Locate every line in the listing below that contains the word "baseball", and copy each one. Case counts.

Data listing
## START
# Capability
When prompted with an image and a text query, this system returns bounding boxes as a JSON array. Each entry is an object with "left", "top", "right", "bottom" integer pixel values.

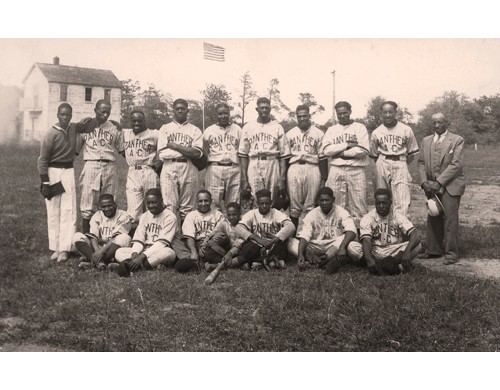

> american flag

[{"left": 203, "top": 42, "right": 225, "bottom": 62}]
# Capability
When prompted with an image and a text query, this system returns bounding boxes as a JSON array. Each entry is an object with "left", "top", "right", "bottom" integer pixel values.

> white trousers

[
  {"left": 45, "top": 167, "right": 77, "bottom": 252},
  {"left": 287, "top": 234, "right": 363, "bottom": 260}
]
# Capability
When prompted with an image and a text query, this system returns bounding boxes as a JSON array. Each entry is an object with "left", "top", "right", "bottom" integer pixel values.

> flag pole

[{"left": 332, "top": 70, "right": 335, "bottom": 125}]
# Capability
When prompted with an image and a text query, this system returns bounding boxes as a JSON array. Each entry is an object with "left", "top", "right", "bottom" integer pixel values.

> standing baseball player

[
  {"left": 182, "top": 190, "right": 224, "bottom": 263},
  {"left": 322, "top": 102, "right": 370, "bottom": 227},
  {"left": 418, "top": 113, "right": 465, "bottom": 264},
  {"left": 73, "top": 194, "right": 133, "bottom": 269},
  {"left": 80, "top": 99, "right": 124, "bottom": 233},
  {"left": 123, "top": 110, "right": 160, "bottom": 235},
  {"left": 288, "top": 187, "right": 362, "bottom": 274},
  {"left": 236, "top": 188, "right": 295, "bottom": 268},
  {"left": 110, "top": 188, "right": 182, "bottom": 276},
  {"left": 356, "top": 188, "right": 420, "bottom": 274},
  {"left": 370, "top": 101, "right": 419, "bottom": 216},
  {"left": 286, "top": 105, "right": 328, "bottom": 229},
  {"left": 238, "top": 97, "right": 291, "bottom": 203},
  {"left": 203, "top": 103, "right": 241, "bottom": 210},
  {"left": 38, "top": 103, "right": 77, "bottom": 262},
  {"left": 158, "top": 99, "right": 203, "bottom": 223}
]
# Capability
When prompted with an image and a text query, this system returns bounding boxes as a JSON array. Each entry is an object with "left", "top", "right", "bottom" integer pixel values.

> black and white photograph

[{"left": 0, "top": 0, "right": 500, "bottom": 387}]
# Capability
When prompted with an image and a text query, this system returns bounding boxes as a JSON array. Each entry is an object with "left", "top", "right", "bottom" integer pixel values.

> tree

[
  {"left": 200, "top": 84, "right": 231, "bottom": 130},
  {"left": 235, "top": 71, "right": 257, "bottom": 126},
  {"left": 293, "top": 92, "right": 325, "bottom": 117},
  {"left": 120, "top": 79, "right": 141, "bottom": 128},
  {"left": 418, "top": 91, "right": 500, "bottom": 143},
  {"left": 267, "top": 78, "right": 290, "bottom": 120},
  {"left": 360, "top": 95, "right": 413, "bottom": 133},
  {"left": 139, "top": 84, "right": 170, "bottom": 129}
]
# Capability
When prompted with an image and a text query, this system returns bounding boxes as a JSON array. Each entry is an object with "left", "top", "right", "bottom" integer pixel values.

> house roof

[{"left": 23, "top": 62, "right": 122, "bottom": 88}]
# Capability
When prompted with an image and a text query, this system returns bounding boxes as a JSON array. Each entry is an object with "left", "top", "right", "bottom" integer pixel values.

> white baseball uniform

[
  {"left": 286, "top": 125, "right": 326, "bottom": 218},
  {"left": 123, "top": 129, "right": 159, "bottom": 222},
  {"left": 322, "top": 122, "right": 370, "bottom": 226},
  {"left": 238, "top": 120, "right": 291, "bottom": 198},
  {"left": 288, "top": 205, "right": 363, "bottom": 260},
  {"left": 181, "top": 210, "right": 224, "bottom": 244},
  {"left": 158, "top": 121, "right": 203, "bottom": 220},
  {"left": 38, "top": 125, "right": 77, "bottom": 252},
  {"left": 203, "top": 123, "right": 241, "bottom": 210},
  {"left": 115, "top": 208, "right": 177, "bottom": 267},
  {"left": 235, "top": 208, "right": 295, "bottom": 241},
  {"left": 80, "top": 121, "right": 124, "bottom": 219},
  {"left": 370, "top": 122, "right": 419, "bottom": 216},
  {"left": 360, "top": 209, "right": 418, "bottom": 260},
  {"left": 73, "top": 209, "right": 133, "bottom": 247}
]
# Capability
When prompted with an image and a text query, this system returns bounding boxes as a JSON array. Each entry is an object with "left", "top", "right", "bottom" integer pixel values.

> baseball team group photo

[{"left": 0, "top": 39, "right": 500, "bottom": 351}]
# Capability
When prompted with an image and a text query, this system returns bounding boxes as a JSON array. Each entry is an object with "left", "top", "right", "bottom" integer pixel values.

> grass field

[{"left": 0, "top": 146, "right": 500, "bottom": 351}]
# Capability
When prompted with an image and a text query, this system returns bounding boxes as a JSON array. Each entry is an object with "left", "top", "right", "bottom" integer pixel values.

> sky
## END
OUTPUT BELOW:
> standing baseball player
> white baseball uniform
> baseball team group photo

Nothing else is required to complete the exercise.